#### [Extract to read]
((

Sunday, August 28, 2011

Pre-PSP memories

Mom, Christmas in Florida, 2008
One week past Mom's death.  Among the sorrow there is release; there is peacefulness, knowing that she is no longer suffering; and yes, relief that I don't have to endure the agony of seeing her stiff and silent, enduring diapers, pureed Salisbury steak and the endless bingo at the home.

Mom, Christmas 2009
Now that this image isn't there every day, I'm also remembering Mom as she used to be before she got the disease. This brings fresh sorrow, because instead of relief I feel the enormity of loss.  She was so caring; so joyful; so dynamic.

Mom in May, 2011
What makes PSP so tough is that we're forced to see our loved ones in altered states for so damned long.  First there were the mood changes; then the inappropriate behavior; then the dementia -- though not all PSP patients suffer this -- then the incontinence, the rigidity, the choking.

It gathered speed like a tightly wound top.  We actually think she started showing symptoms perhaps as early as 2007, looking back; moodiness, strange decisions, wandering.  Then, in April of 2008, a tentative diagnosis from a neurologist, and in February 2009 a pronouncement from perhaps the foremost expert on PSP.  Time of death: August 24, 2011.

))

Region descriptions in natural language
((

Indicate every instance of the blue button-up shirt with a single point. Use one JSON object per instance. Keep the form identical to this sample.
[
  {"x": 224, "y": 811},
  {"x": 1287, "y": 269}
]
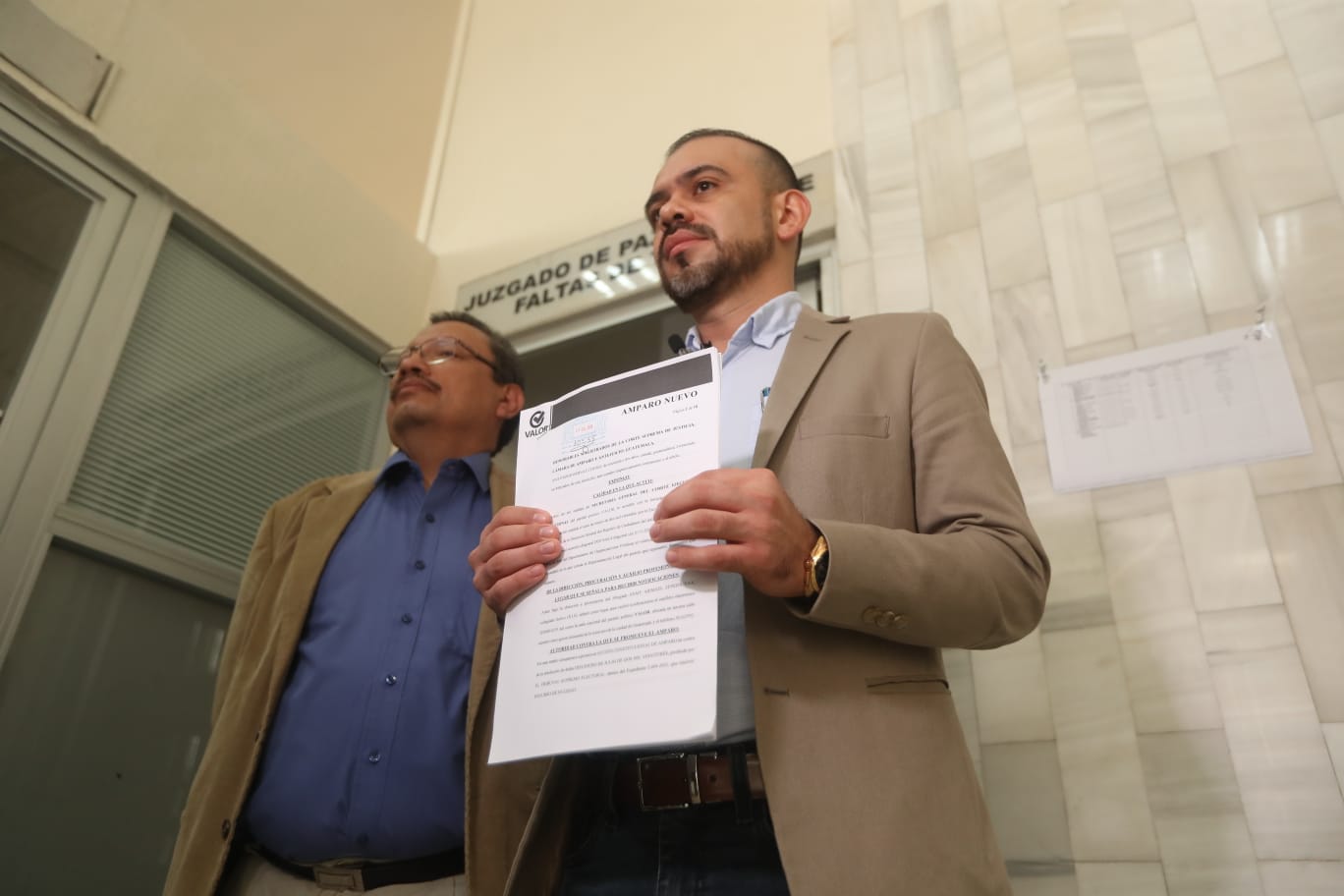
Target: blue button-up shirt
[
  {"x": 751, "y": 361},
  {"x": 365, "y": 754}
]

))
((

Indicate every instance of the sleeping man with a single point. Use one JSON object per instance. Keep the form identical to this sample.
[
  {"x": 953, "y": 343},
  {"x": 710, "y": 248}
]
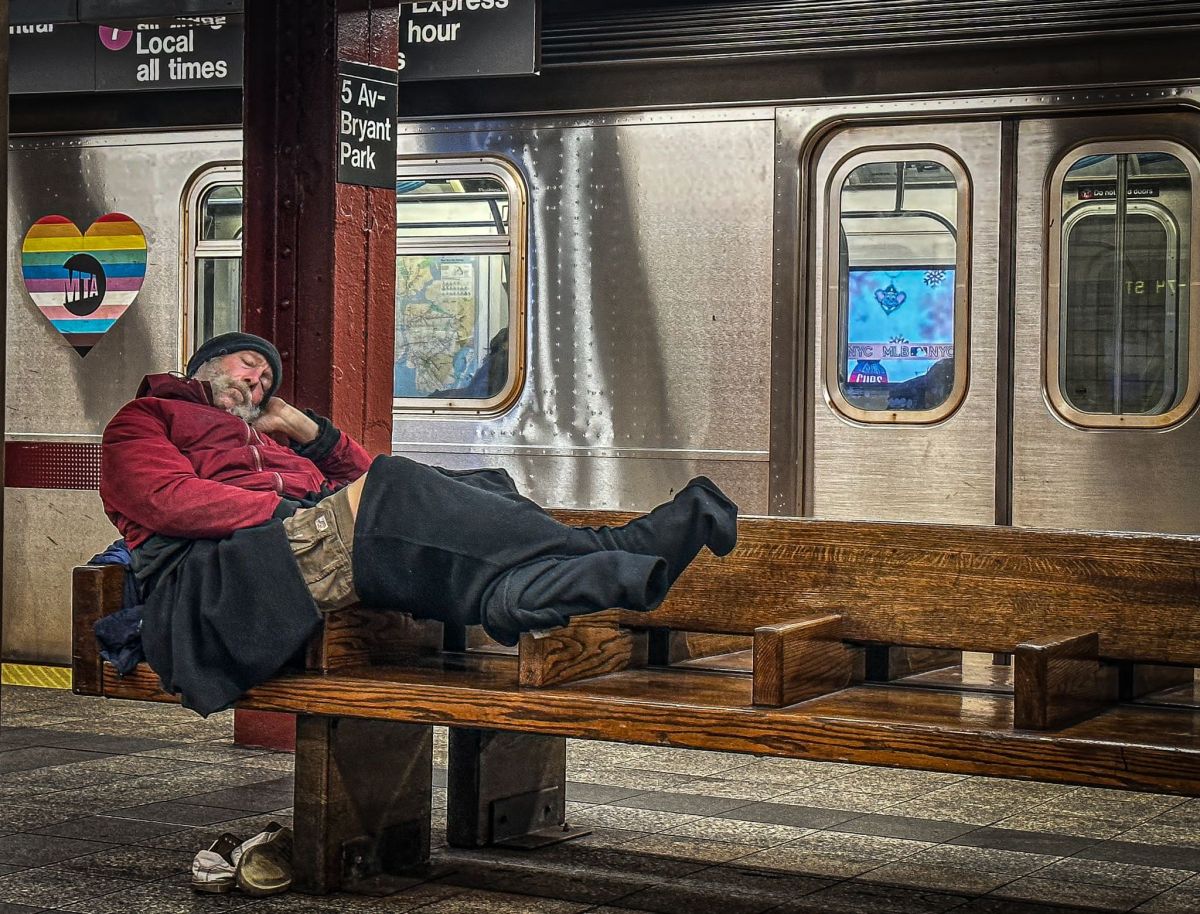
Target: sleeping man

))

#### [The task]
Write the next part of the blog post about Mom's PSP, starting after its final sentence. The listing stands apart from the blog post about Mom's PSP.

#### [Output of the exercise]
It's hard to blot out all of the absolutely hideous moments.  Should I?  I should I hang on to them, as part of a whole, well-loved life?  I'll decide later.  Right now, one by one, I'm excavating nuggets from the good times before our times together were clouded by sorrow, anger and anxiety.  It feels good.  Trying to encourage the kids to remember, too, especially as they'll have to work harder to dig pictures from their very early years.

Monday, August 22, 2011

Dying with PSP

I watched my mother die last night.  I looked straight into her eyes, and held her gaze, as she gasped her last few breaths.  I should say perhaps that I was "with my mother" when she died last night, but are any of us actually part of that process, unless we're dying ourselves?

Part of me was outside, looking in, partly horrified, partly fascinated.  I suppose I was in shock.  I did speak to her, my husband did, too; I think at that moment I was thankfully more concerned with easing her way than with my own sadness.  Even though she was largely unresponsive for most of the day, I swear she looked at us at the end and tried to say the word, "love."  Twice.  Husband thinks so, too.

I sat with her a few hours after and still felt like she was there; out of habit, I kept talking to her and stroking her.  Later I kissed her cheek, and it was cold.  I remembered the night before, when the kids and I were watching that HBO bio movie about Temple Grandin. She was fascinated by death, and asked those around her when she saw a dead horse, or a steer:  "Where does it go?  Where does it GO?"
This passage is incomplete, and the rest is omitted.